**INSTRUCTION:** Rewrite the whole listing, replacing "one point per instance" with "a single point for each instance" everywhere and changing nothing else. Leave the pictures out of your version.
— begin PROVIDED RECORDS —
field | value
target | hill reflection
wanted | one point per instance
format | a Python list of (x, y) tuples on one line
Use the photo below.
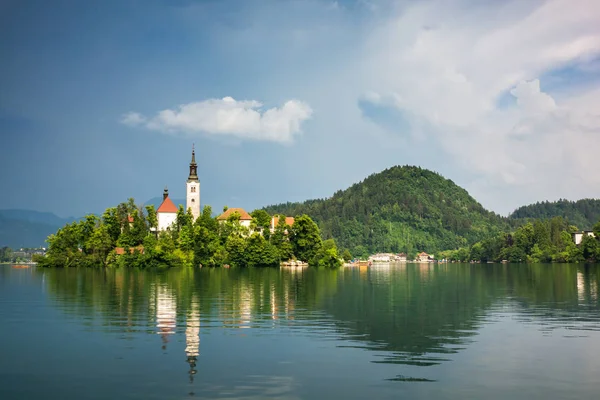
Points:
[(412, 314)]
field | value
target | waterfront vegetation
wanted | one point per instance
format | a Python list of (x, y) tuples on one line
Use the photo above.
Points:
[(538, 241), (402, 209), (125, 236)]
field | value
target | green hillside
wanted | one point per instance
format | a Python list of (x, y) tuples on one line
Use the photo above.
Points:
[(582, 213), (400, 209)]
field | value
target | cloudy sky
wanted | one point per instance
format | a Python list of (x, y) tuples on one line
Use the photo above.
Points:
[(291, 100)]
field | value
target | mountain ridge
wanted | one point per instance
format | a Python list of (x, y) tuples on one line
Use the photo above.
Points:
[(402, 208)]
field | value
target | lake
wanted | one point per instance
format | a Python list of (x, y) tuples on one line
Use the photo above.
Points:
[(417, 331)]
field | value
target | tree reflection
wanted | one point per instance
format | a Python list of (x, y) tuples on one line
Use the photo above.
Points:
[(418, 313)]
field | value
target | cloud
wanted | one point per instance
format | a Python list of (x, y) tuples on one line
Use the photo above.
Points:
[(448, 63), (443, 66), (133, 119), (227, 116)]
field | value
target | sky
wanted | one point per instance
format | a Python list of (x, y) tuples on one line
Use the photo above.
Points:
[(290, 100)]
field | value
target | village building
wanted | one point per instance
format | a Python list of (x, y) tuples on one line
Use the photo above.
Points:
[(289, 221), (424, 257), (578, 236), (192, 199), (245, 218), (166, 213), (401, 257)]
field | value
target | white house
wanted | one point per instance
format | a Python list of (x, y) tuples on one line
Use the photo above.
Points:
[(289, 221), (245, 218), (166, 213), (578, 236)]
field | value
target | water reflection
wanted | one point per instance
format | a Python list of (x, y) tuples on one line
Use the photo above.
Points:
[(192, 336), (410, 317)]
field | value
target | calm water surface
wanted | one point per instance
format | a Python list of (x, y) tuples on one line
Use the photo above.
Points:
[(404, 331)]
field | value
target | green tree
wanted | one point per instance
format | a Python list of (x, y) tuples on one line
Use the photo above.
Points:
[(589, 247), (346, 255), (327, 256), (100, 244), (305, 238), (236, 250), (280, 239)]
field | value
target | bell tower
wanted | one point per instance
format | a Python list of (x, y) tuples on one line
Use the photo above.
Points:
[(193, 188)]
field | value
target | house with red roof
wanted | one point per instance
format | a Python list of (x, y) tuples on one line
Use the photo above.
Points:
[(289, 221), (166, 214), (245, 218)]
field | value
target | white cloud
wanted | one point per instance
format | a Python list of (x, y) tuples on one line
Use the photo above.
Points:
[(243, 119), (133, 119), (448, 63)]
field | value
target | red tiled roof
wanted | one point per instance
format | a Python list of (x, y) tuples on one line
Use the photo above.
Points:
[(288, 221), (120, 250), (243, 214), (167, 206)]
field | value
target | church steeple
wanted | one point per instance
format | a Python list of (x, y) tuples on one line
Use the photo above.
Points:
[(193, 167), (193, 188)]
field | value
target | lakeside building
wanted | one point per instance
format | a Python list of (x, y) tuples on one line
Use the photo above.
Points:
[(424, 257), (166, 213), (245, 218), (578, 236), (275, 221)]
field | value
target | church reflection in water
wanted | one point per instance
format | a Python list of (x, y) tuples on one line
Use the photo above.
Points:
[(192, 336), (166, 311), (163, 304)]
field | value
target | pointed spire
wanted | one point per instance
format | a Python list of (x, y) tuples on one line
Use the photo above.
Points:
[(193, 167)]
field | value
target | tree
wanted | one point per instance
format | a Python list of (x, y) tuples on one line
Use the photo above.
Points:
[(100, 244), (305, 238), (259, 252), (326, 256), (346, 255), (589, 247), (280, 239), (236, 250)]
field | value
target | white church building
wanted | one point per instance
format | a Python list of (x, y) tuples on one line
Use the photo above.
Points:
[(167, 211)]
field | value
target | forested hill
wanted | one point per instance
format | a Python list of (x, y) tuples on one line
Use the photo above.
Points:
[(583, 213), (400, 209)]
— end PROVIDED RECORDS —
**RESPONSE TO THIS TASK:**
field | value
target | hill reflection
wanted | a single point for each instance
format | a Python list of (x, y) tuples on one line
Use the photo below.
Points:
[(412, 314)]
field | value
target | waterfront vegetation
wanted | a single point for each instance
format | a Python list of (x, y) tuples on one line
Use the photo above.
Points:
[(538, 241), (402, 209), (125, 236)]
field | value
target | green hillside
wanted | a single point for each instance
format | a Python list of (x, y) tuples on one line
Use the photo above.
Points:
[(582, 213), (400, 209)]
field | value
target | cloudy sky
wanted | a single point for each instance
format | a Python list of (x, y) tuples on one line
Use the photo above.
Points:
[(291, 100)]
field | value
target | mountain ridge
wanted | a single point for each instance
format | a Python list of (x, y) tuples on one line
Use the photo above.
Points:
[(402, 208)]
field | value
target | lake
wanted | a single point for each instance
format | a Python list of (x, y) tuples on one line
Use the photo above.
Points:
[(417, 331)]
field | value
target | tree reflection
wanted | a single point for each instance
format | a Python list of (x, y) tuples on one line
Use the photo above.
Points:
[(418, 313)]
field | value
target | cloud
wanted | a single point for each instance
format | a Python list of (x, y) tuples on one line
Use the photo above.
Points:
[(448, 63), (443, 66), (133, 119), (227, 116)]
field | value
target | sky
wanted | a single point for each instance
format | a Python list of (x, y) tuples on one line
Use the photo above.
Points:
[(290, 100)]
field | value
target | village building
wanted | a single point for each instance
format | a Python list of (x, y) tuples on one line
Use the photo above.
Points:
[(289, 221), (424, 257), (578, 236), (192, 199), (245, 218), (166, 213), (401, 257)]
field | value
target | white house
wanted | a single point for each instance
format | a Python list of (x, y) tuples on one line
Use the photo above.
Points:
[(289, 221), (245, 218), (166, 213), (578, 236)]
field | value
target | water reflection
wanted | a single point for each instance
format | a Python list of (x, y) tuples on one line
Use the photo above.
Points:
[(192, 336), (410, 317)]
field | value
target | calm water surface
wanted | a single point for each instance
format | a Python list of (x, y) tuples on one line
Use the photo above.
Points:
[(404, 331)]
field | value
target | green tree
wanted | a single point for each instance
format | a Python list of (x, y) tuples on one line
Use the photo above.
Points:
[(589, 247), (346, 255), (327, 256), (100, 244), (305, 238), (236, 250), (280, 239)]
field | value
target | bell tower
wanted | a single point for each instance
format | a Python list of (x, y) tuples on one line
Use the photo above.
Points:
[(193, 188)]
field | value
target | house with red roof
wanted | a single point for each instance
format | a Python list of (x, y) tuples on one line
Use the photo above.
Points:
[(289, 221), (166, 214), (245, 218)]
field | value
target | white cloud
wanted | a single point for each instance
format | a Python list of (x, y) tuples on one line
Use the photo above.
Points:
[(243, 119), (133, 119), (448, 63)]
field | value
target | red tiled roof
wanted | a single point for each instance
format | a Python list of (x, y) tuples on one line
Use the photo above.
Points:
[(288, 221), (120, 250), (243, 214), (167, 206)]
field | value
target | church steeple
wanted | a single point for each instance
format | a Python list of (x, y) tuples on one line
Use the photo above.
Points:
[(193, 167), (193, 188)]
field | value
target | lakeside building
wanted | a single point for each instance
format | a Python list of (x, y) tuples on one line
Use the photo above.
Points:
[(424, 257), (166, 213), (245, 218), (578, 236), (275, 221)]
field | value
target | church reflection in water
wanted | a single point for each instance
format | a Python list of (x, y) tuples on one line
Use the photo above.
Points:
[(192, 336), (166, 311), (163, 304)]
field | value
target | pointed spire
wanted | a single point for each instance
format | a Python list of (x, y) tuples on one line
Use the photo above.
Points:
[(193, 167)]
field | value
target | tree
wanted | a single point for each instance
format | a Python list of (x, y) tuples on one line
Use the photo above.
Points:
[(100, 244), (305, 238), (259, 252), (326, 256), (346, 255), (589, 247), (280, 239), (236, 250)]
field | value
target | white church building
wanted | a single point for each instance
format | a Python list of (x, y) tuples on one line
Use the photo above.
Points:
[(167, 211)]
field | value
target | forested hill
wanted | a single point for each instance
format | a Python list of (x, y) tuples on one line
Use the photo above.
Points:
[(583, 213), (400, 209)]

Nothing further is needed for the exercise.